THE TASK: Exactly transcribe the line that holds "the man with" and every remaining line of the records, up to and including the final one, with nothing else.

Records from a dataset
--
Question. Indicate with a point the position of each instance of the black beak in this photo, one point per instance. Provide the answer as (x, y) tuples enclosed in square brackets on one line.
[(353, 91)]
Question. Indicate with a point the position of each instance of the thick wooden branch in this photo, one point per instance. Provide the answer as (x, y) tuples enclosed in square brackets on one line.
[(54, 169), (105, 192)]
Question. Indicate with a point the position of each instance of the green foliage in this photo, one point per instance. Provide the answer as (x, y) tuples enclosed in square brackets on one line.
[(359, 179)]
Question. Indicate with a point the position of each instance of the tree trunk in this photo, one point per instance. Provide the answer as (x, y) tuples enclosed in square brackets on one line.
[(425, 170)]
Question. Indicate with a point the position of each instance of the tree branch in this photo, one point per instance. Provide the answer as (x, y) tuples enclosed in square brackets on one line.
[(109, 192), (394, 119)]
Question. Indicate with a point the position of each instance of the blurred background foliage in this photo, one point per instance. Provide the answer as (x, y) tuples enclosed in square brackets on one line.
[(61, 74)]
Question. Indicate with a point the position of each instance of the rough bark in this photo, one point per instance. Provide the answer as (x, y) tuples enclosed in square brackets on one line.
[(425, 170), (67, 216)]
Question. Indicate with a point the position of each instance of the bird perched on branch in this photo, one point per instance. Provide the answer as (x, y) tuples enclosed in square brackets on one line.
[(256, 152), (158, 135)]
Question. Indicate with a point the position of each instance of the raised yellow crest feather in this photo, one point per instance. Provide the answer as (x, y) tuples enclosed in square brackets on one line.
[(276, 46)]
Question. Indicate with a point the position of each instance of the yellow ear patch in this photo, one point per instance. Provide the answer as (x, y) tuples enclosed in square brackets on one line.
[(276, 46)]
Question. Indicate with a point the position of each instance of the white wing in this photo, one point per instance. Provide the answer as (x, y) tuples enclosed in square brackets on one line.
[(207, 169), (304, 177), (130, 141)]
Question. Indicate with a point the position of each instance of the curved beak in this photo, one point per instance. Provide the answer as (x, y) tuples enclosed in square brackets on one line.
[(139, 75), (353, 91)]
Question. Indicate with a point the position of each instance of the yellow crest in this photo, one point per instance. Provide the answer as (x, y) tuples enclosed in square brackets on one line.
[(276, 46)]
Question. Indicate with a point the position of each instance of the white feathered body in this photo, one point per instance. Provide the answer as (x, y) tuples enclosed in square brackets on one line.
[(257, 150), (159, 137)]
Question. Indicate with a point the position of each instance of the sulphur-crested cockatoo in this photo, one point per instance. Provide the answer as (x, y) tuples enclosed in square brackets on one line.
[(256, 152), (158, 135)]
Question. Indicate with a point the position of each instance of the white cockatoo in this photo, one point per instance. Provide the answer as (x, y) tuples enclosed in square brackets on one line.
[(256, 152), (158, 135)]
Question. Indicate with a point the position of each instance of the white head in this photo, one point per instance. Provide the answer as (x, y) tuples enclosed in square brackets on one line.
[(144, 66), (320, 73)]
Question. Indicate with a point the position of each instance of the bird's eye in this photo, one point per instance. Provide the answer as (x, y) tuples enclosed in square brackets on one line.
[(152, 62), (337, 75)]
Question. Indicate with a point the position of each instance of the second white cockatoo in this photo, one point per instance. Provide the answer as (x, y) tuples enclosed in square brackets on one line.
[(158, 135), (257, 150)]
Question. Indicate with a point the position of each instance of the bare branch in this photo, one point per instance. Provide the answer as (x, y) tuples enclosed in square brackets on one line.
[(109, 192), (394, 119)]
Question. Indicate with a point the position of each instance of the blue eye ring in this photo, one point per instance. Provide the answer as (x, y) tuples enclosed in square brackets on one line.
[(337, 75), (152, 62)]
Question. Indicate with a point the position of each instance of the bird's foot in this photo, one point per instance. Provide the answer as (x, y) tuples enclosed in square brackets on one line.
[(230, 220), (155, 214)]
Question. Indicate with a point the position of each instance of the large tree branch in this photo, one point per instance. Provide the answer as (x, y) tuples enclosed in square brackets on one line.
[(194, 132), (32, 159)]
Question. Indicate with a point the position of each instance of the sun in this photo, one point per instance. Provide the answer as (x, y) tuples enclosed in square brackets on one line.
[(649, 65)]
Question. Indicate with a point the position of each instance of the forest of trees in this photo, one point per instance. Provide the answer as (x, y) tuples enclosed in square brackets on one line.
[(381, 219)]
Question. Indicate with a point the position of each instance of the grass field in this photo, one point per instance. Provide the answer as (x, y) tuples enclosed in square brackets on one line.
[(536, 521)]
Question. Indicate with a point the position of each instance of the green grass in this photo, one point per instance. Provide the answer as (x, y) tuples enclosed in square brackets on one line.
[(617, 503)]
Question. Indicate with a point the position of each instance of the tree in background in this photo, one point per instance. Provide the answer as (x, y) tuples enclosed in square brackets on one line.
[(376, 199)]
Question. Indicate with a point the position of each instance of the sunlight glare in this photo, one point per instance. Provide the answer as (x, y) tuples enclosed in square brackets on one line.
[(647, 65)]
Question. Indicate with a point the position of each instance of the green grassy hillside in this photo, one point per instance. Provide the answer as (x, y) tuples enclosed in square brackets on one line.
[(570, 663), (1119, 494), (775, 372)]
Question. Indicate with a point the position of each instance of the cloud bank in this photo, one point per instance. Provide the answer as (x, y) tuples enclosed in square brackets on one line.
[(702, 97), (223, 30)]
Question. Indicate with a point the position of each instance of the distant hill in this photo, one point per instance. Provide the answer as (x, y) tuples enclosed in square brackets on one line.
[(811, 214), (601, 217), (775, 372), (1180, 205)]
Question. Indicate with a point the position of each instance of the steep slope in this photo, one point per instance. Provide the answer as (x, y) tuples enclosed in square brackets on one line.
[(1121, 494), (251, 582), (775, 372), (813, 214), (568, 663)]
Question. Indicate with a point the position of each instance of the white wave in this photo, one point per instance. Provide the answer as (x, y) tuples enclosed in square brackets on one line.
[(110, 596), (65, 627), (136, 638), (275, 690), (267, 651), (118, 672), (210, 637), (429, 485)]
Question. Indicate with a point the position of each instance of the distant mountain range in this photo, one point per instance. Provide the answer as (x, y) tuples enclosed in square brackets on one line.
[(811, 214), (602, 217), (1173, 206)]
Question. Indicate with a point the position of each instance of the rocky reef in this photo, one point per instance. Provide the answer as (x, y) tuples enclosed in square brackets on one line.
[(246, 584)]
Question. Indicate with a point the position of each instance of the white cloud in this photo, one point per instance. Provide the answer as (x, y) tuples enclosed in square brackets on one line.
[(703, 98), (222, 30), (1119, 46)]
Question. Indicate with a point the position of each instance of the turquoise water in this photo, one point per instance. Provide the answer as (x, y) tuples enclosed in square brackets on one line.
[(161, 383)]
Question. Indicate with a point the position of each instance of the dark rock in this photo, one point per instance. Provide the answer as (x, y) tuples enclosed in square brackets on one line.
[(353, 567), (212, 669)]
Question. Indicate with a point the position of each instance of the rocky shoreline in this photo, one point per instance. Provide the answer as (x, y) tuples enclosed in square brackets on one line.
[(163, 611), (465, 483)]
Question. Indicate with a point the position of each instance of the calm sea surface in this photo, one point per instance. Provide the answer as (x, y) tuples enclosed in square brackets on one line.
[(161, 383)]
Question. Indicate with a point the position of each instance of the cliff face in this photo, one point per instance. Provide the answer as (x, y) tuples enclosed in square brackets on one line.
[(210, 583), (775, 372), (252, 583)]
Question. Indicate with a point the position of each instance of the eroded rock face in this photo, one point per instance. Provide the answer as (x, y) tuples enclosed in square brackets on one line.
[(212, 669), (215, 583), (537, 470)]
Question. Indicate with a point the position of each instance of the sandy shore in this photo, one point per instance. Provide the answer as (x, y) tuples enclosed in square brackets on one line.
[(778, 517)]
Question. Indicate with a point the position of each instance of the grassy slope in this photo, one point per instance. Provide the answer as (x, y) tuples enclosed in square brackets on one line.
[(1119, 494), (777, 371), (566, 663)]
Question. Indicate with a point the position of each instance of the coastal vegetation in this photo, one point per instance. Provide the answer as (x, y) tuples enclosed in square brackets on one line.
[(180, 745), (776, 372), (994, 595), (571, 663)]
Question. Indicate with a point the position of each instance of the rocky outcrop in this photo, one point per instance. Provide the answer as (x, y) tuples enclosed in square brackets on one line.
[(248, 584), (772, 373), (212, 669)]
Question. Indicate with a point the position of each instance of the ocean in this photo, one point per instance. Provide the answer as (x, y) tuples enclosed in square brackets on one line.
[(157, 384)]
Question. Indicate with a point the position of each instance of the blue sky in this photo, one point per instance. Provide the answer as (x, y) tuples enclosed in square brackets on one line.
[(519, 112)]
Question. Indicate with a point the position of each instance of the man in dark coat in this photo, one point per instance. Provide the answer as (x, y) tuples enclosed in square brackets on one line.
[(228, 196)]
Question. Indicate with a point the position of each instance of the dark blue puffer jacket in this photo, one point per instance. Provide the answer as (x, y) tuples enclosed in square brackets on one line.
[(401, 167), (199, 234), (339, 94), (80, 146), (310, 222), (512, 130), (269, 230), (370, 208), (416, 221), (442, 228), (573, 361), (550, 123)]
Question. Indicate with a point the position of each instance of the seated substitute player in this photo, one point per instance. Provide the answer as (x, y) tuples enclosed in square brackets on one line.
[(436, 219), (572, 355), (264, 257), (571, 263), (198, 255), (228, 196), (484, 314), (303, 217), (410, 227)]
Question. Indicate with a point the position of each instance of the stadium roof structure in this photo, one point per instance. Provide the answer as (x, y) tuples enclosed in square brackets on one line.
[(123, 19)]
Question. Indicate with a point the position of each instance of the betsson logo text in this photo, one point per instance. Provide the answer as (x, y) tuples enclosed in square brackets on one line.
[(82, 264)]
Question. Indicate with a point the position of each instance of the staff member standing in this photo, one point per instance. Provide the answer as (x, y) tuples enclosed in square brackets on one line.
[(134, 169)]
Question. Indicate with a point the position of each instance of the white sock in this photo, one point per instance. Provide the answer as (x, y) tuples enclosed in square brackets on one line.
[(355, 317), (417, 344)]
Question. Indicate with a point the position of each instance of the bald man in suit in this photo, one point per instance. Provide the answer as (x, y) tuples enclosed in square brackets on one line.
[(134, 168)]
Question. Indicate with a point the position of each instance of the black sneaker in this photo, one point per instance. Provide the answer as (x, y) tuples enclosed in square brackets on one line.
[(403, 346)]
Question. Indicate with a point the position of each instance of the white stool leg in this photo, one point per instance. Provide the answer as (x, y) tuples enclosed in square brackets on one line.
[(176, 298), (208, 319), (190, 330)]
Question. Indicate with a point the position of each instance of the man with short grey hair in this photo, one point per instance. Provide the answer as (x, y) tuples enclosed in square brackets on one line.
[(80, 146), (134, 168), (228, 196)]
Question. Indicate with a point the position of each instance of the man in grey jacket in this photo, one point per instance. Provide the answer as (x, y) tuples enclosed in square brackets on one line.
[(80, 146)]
--
OUTPUT FOR THIS TASK:
Question. Indicate with a point the position of each instance of the man with short grey hair in this photo, one point per instance. Provide the answer as (x, y) tuples enclosed in square brackets on one line.
[(80, 146), (134, 168), (228, 196)]
Question. Indicate with a point the position of each instance of the man in grey jacket in this photo, one point per instance. Provide the answer as (x, y) tuples enclosed in square brackets on one line.
[(80, 146)]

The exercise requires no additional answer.